State v. Miera
345 P.3d 761
Utah Ct. App.2015Background
- Defendant Joseph John Miera pled guilty to second-degree burglary after entering a homeowner’s residence with associates, assaulting the homeowner, and taking money and valuables.
- Pursuant to a plea bargain the State allowed supervised pre-sentencing release; that release was revoked after Miera missed a meeting with Adult Probation & Parole (AP&P).
- At sentencing Miera’s counsel requested probation; the district court instead imposed the statutory prison term of 1 to 15 years and ordered restitution.
- Miera appealed, arguing the district court abused its discretion by denying probation and imposing incarceration, which he contended prevented him from earning money to pay restitution.
- The Court of Appeals reviewed whether the denial of probation was an abuse of discretion given Miera’s violation of release conditions, criminal record, and the offense’s nature.

Dataset content:
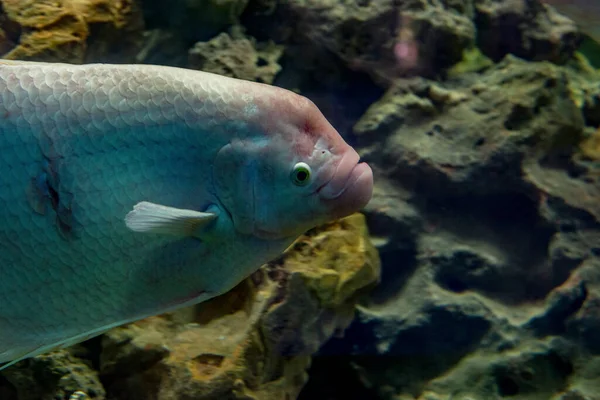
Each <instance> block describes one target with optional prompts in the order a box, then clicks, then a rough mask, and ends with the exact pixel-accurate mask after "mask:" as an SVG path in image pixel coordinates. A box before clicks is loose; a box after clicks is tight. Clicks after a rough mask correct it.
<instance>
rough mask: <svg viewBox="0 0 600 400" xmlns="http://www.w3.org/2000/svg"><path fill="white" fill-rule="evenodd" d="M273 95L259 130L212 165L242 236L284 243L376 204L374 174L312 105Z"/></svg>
mask: <svg viewBox="0 0 600 400" xmlns="http://www.w3.org/2000/svg"><path fill="white" fill-rule="evenodd" d="M270 90H271V91H273V92H275V94H274V95H273V96H272V97H271V98H270V99H269V98H267V99H265V98H264V97H263V98H261V102H260V103H259V107H258V109H260V110H261V111H259V112H260V116H259V117H257V118H256V124H255V127H256V129H250V130H248V131H247V133H246V134H245V135H237V136H236V138H235V139H233V140H231V141H230V142H229V143H228V144H227V145H226V146H224V147H223V148H222V149H221V151H220V152H219V154H218V155H217V158H216V159H215V163H214V181H215V183H216V185H215V187H216V193H217V196H218V198H219V200H220V202H221V203H222V205H223V207H224V208H225V209H226V211H227V212H228V213H229V214H230V216H231V219H232V221H233V224H234V226H235V228H236V230H237V231H238V232H240V233H242V234H249V235H254V236H257V237H260V238H262V239H283V238H289V237H294V236H298V235H300V234H302V233H304V232H305V231H306V230H308V229H311V228H313V227H315V226H317V225H319V224H321V223H325V222H327V221H332V220H335V219H338V218H342V217H345V216H347V215H350V214H352V213H354V212H356V211H359V210H360V209H361V208H362V207H364V206H365V205H366V204H367V203H368V201H369V200H370V199H371V195H372V191H373V173H372V171H371V168H370V167H369V166H368V165H367V164H366V163H364V162H359V159H360V157H359V155H358V153H357V152H356V151H355V150H354V149H353V148H352V147H351V146H350V145H348V144H347V143H346V142H345V141H344V139H343V138H342V137H341V136H340V134H339V133H338V132H337V131H336V130H335V128H333V126H331V124H330V123H329V122H328V121H327V119H326V118H325V117H324V116H323V114H322V113H321V112H320V111H319V109H318V108H317V107H316V106H315V105H314V104H313V103H312V102H311V101H310V100H308V99H306V98H304V97H302V96H299V95H296V94H294V93H292V92H288V91H286V90H283V89H277V88H271V89H270Z"/></svg>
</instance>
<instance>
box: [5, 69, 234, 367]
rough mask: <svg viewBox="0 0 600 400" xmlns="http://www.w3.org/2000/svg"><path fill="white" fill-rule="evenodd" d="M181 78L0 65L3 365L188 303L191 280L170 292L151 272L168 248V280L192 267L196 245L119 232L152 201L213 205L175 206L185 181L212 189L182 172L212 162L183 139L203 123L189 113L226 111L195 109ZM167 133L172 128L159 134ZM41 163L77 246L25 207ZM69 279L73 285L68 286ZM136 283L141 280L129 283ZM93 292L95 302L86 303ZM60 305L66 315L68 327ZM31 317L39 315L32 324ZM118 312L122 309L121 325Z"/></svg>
mask: <svg viewBox="0 0 600 400" xmlns="http://www.w3.org/2000/svg"><path fill="white" fill-rule="evenodd" d="M153 75H160V76H161V78H160V79H159V80H156V82H157V86H158V87H159V88H160V90H156V91H153V86H152V82H154V80H153ZM185 75H186V74H185V73H184V74H183V76H182V77H181V78H179V79H178V78H177V77H174V76H173V75H172V72H169V71H166V72H165V71H160V72H158V70H154V69H152V68H139V67H132V68H125V69H118V70H117V69H111V68H109V67H102V66H90V67H89V68H86V69H75V68H74V67H73V66H68V65H54V66H43V65H38V64H29V65H24V66H19V67H15V66H10V65H2V66H0V93H2V97H0V99H1V103H0V115H4V118H3V119H2V124H1V125H0V149H1V151H0V171H4V173H1V174H0V193H1V197H2V204H3V205H4V207H2V209H0V221H2V226H0V242H2V243H5V244H6V245H5V246H4V247H5V248H4V249H3V250H5V249H6V248H12V249H13V250H12V251H2V252H0V276H2V277H4V279H2V280H0V361H2V360H9V359H11V358H14V357H15V355H23V354H24V353H27V352H29V351H32V350H34V349H35V348H36V347H38V346H43V345H44V344H46V343H49V342H53V341H57V342H58V341H60V339H61V338H64V337H69V336H76V335H78V334H81V333H85V332H86V331H90V327H92V328H94V329H95V328H104V327H107V326H111V325H115V324H118V323H122V322H125V321H128V320H132V319H134V318H137V317H139V316H142V315H150V314H152V313H153V312H155V311H156V310H157V309H158V308H159V306H162V305H163V304H164V302H165V299H172V298H173V294H172V292H173V291H175V290H176V291H177V292H180V293H182V294H184V295H185V293H186V291H188V292H189V290H190V289H191V288H190V287H188V286H190V285H186V281H187V280H188V279H189V278H190V277H189V274H184V275H183V276H181V278H180V279H179V280H178V281H177V283H178V285H179V286H175V289H169V288H165V287H164V286H162V287H161V286H160V285H159V283H160V282H159V280H160V278H162V277H164V275H165V274H164V273H158V272H157V271H158V269H154V270H153V268H152V267H151V266H152V265H153V264H154V265H156V264H155V263H153V260H152V258H153V254H155V253H156V252H157V249H161V250H163V249H165V248H167V249H168V248H171V249H172V253H170V254H167V255H165V253H164V252H162V253H161V256H160V260H161V261H162V262H165V259H166V260H167V261H166V262H167V263H168V266H169V267H170V268H164V270H166V271H171V272H173V271H177V270H178V271H181V270H184V269H185V265H186V263H190V262H194V263H196V264H197V263H198V262H197V261H195V260H194V257H193V255H194V254H196V253H203V252H204V250H202V249H200V247H202V246H201V245H200V244H198V242H197V241H194V240H192V239H187V240H181V239H178V240H175V239H172V238H165V237H148V236H143V235H140V234H136V233H134V232H131V231H129V230H127V229H126V228H125V226H124V224H123V221H122V218H123V216H124V215H125V214H126V213H127V212H128V211H129V210H130V209H131V208H132V207H133V205H134V204H135V203H136V202H138V201H141V200H144V199H148V198H151V199H153V200H154V201H158V202H162V203H165V204H170V205H173V206H184V207H192V206H194V208H198V209H202V208H204V207H205V206H206V205H207V203H209V202H210V201H216V200H215V199H211V195H210V193H208V192H207V191H206V190H202V188H198V189H196V192H197V194H198V196H197V199H202V204H199V203H198V201H197V200H196V201H195V200H194V199H190V198H184V197H183V196H182V193H184V192H183V189H184V188H186V187H189V186H190V182H191V181H194V182H196V183H198V182H207V181H208V176H207V169H203V168H201V167H200V168H190V167H191V166H202V165H203V164H206V163H207V162H208V160H209V159H210V158H211V157H212V156H210V155H209V154H210V153H209V152H210V151H214V150H213V149H205V150H206V151H204V152H203V146H202V145H201V143H202V141H199V142H198V143H194V139H196V138H198V137H201V134H200V135H198V133H194V135H193V136H192V135H190V134H189V133H190V125H188V123H189V122H190V121H193V120H194V119H196V120H197V119H200V118H199V117H200V115H199V114H198V111H197V110H193V109H191V107H190V105H197V104H202V102H206V99H207V98H210V99H213V100H214V102H215V103H220V104H218V106H217V104H215V105H214V108H215V109H217V108H218V109H221V110H226V109H227V108H228V107H230V105H228V104H225V102H224V101H221V100H220V98H219V96H215V95H214V94H211V93H202V94H204V95H205V96H203V97H202V98H199V96H198V94H197V93H191V92H192V91H191V90H190V89H189V83H185V84H184V83H183V82H182V80H181V79H183V78H185ZM115 82H118V83H115ZM169 83H171V84H172V87H171V88H169V87H168V86H169ZM196 89H197V88H196ZM196 89H195V90H196ZM181 91H188V92H189V93H188V94H187V95H185V96H182V95H180V94H179V93H180V92H181ZM165 93H166V94H165ZM198 93H200V92H198ZM57 94H58V95H57ZM128 99H129V100H130V101H127V100H128ZM173 102H178V103H177V104H174V103H173ZM78 105H79V106H78ZM208 108H209V109H210V108H211V107H208ZM201 110H202V108H201V107H200V111H201ZM181 117H184V118H187V119H184V121H181ZM169 124H170V126H171V129H169V128H162V127H160V125H169ZM194 128H195V129H196V130H197V129H198V126H195V127H194ZM213 134H214V132H213ZM219 134H221V135H223V132H219ZM206 135H209V134H208V133H206ZM182 139H183V140H182ZM196 140H197V139H196ZM225 140H226V138H225ZM190 144H195V146H194V148H192V150H193V151H190ZM47 146H50V147H51V148H50V147H47ZM53 153H55V154H53ZM48 158H50V163H51V164H53V165H52V166H53V168H56V170H57V175H58V177H59V182H60V183H59V190H58V191H59V196H60V198H61V199H65V198H68V196H69V195H70V196H72V197H73V199H72V200H71V201H72V202H73V204H72V205H67V206H68V207H72V208H71V211H72V213H73V215H72V219H73V225H74V229H73V230H74V235H75V236H76V238H77V239H76V240H70V241H69V240H65V238H63V237H62V236H61V234H60V233H59V232H58V230H57V228H56V221H55V219H56V218H55V216H54V215H53V213H52V212H50V211H48V210H47V211H46V215H39V214H37V213H34V212H32V209H31V206H30V205H28V204H27V196H26V193H27V190H28V185H29V184H30V182H31V180H32V178H34V177H35V176H34V174H35V173H41V171H43V163H44V161H45V160H47V159H48ZM130 171H135V173H131V172H130ZM165 177H167V178H171V179H170V184H167V185H165V179H164V178H165ZM46 208H47V209H48V208H49V207H48V206H47V205H46ZM7 227H10V228H7ZM186 242H189V243H186ZM124 244H125V246H124ZM216 263H217V264H221V262H219V261H218V260H217V262H216ZM149 265H150V267H148V266H149ZM163 266H164V264H163ZM23 271H27V272H26V273H23ZM142 271H143V272H142ZM73 274H75V275H76V276H77V279H74V280H73V279H68V280H67V279H64V277H65V276H72V275H73ZM137 275H141V276H143V277H144V278H143V279H137V280H136V279H133V278H132V277H134V276H137ZM152 276H153V277H154V279H150V277H152ZM6 278H8V279H6ZM195 282H196V285H197V284H198V283H199V282H200V283H201V284H202V283H204V282H202V279H198V278H196V279H195ZM204 287H205V288H206V289H207V291H210V289H211V285H210V284H208V283H206V284H205V285H204ZM149 289H150V291H151V292H152V296H149V295H148V294H147V293H148V292H149ZM194 289H197V287H194ZM90 290H93V291H95V292H97V294H98V295H96V296H88V295H87V292H89V291H90ZM152 290H154V291H152ZM161 295H162V298H161ZM132 299H135V301H134V300H132ZM58 306H63V310H64V309H68V318H64V316H63V315H60V310H61V308H60V307H58ZM29 310H35V317H34V316H33V315H32V316H31V319H30V320H28V319H27V315H30V314H31V311H29ZM114 310H121V314H122V315H120V316H119V317H120V318H119V320H117V321H115V320H114V315H113V314H114Z"/></svg>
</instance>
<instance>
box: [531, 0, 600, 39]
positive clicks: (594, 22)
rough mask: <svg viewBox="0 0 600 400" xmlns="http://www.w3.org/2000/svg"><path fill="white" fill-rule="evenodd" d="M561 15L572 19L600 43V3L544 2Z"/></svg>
mask: <svg viewBox="0 0 600 400" xmlns="http://www.w3.org/2000/svg"><path fill="white" fill-rule="evenodd" d="M542 3H546V4H549V5H551V6H552V7H554V8H555V9H556V10H557V11H558V12H559V13H561V14H564V15H566V16H567V17H569V18H570V19H572V20H573V21H574V22H575V23H576V24H577V25H578V26H579V28H580V29H581V30H582V31H583V32H584V33H586V34H587V35H588V36H589V37H591V38H592V39H594V40H595V41H596V42H598V43H600V25H599V24H598V20H599V19H600V1H597V0H542Z"/></svg>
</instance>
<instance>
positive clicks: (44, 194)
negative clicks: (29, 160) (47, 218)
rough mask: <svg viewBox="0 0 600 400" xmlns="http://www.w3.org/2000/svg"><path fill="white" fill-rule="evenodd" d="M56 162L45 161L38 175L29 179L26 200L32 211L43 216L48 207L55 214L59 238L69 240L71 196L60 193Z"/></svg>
mask: <svg viewBox="0 0 600 400" xmlns="http://www.w3.org/2000/svg"><path fill="white" fill-rule="evenodd" d="M56 164H57V163H56V160H51V159H45V160H44V162H43V165H42V166H41V171H40V173H39V174H38V175H37V176H35V177H34V178H32V179H31V182H30V185H29V189H28V193H27V198H28V202H29V205H30V206H31V208H33V210H34V211H35V212H36V213H38V214H41V215H45V214H46V212H47V210H48V205H50V208H51V209H52V210H54V212H55V214H56V218H55V224H56V228H57V230H58V232H59V233H60V236H61V237H62V238H63V239H65V240H68V239H71V238H72V236H73V213H72V210H71V200H72V196H69V195H68V194H66V193H61V191H60V180H59V176H58V169H57V166H56Z"/></svg>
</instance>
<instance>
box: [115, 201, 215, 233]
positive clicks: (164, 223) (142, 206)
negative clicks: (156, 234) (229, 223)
mask: <svg viewBox="0 0 600 400" xmlns="http://www.w3.org/2000/svg"><path fill="white" fill-rule="evenodd" d="M215 218H217V215H216V214H212V213H205V212H199V211H194V210H183V209H180V208H174V207H167V206H163V205H160V204H154V203H150V202H147V201H142V202H139V203H137V204H136V205H135V206H134V207H133V210H132V211H130V212H129V213H128V214H127V216H125V224H126V225H127V227H128V228H129V229H131V230H132V231H135V232H143V233H158V234H165V235H175V236H194V235H197V234H198V230H199V229H201V228H202V227H204V226H205V225H207V224H208V223H209V222H211V221H213V220H214V219H215Z"/></svg>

Work task 1:
Write out everything in the records from the very beginning down to the line containing "95L259 130L212 165L242", including that line, and leave the picture out.
Work task 2:
Continue the case summary of State v. Miera from the point where it stops.
The text and the records have nothing to do with each other.

Written reply 1:
Each <instance> block describes one target with optional prompts in the order a box, then clicks, then a rough mask, and ends with the exact pixel-accurate mask after "mask:" as an SVG path in image pixel coordinates. A box before clicks is loose; a box after clicks is tight. Clicks after a rough mask correct it.
<instance>
rough mask: <svg viewBox="0 0 600 400" xmlns="http://www.w3.org/2000/svg"><path fill="white" fill-rule="evenodd" d="M273 95L259 130L212 165L242 236L284 243L376 204L374 174L312 105Z"/></svg>

Written reply 2:
Issues
| Issue | Plaintiff's Argument | Defendant's Argument | Held |
|---|---|---|---|
| Whether the district court abused its discretion by denying probation and sentencing Miera to prison | State: The sentence is within statutory bounds and discretionary denial of probation is appropriate given the facts and release violation | Miera: Denial of probation is unfair; incarceration prevents him from earning restitution; probation should have been granted | No abuse of discretion; the sentence is statutorily authorized and denial of probation was justified by release violation, record, and offense circumstances |
Key Cases Cited
- State v. Gerrard, 584 P.2d 885 (Utah 1978) (standard for appellate review of discretionary trial-court decisions)
- State v. Sibert, 310 P.2d 388 (Utah 1957) (probation is discretionary and depends on intangible factors best assessed by the trial judge)
- State v. Rhodes, 818 P.2d 1048 (Utah Ct. App. 1991) (reinforces that granting probation is within the trial court’s complete discretion)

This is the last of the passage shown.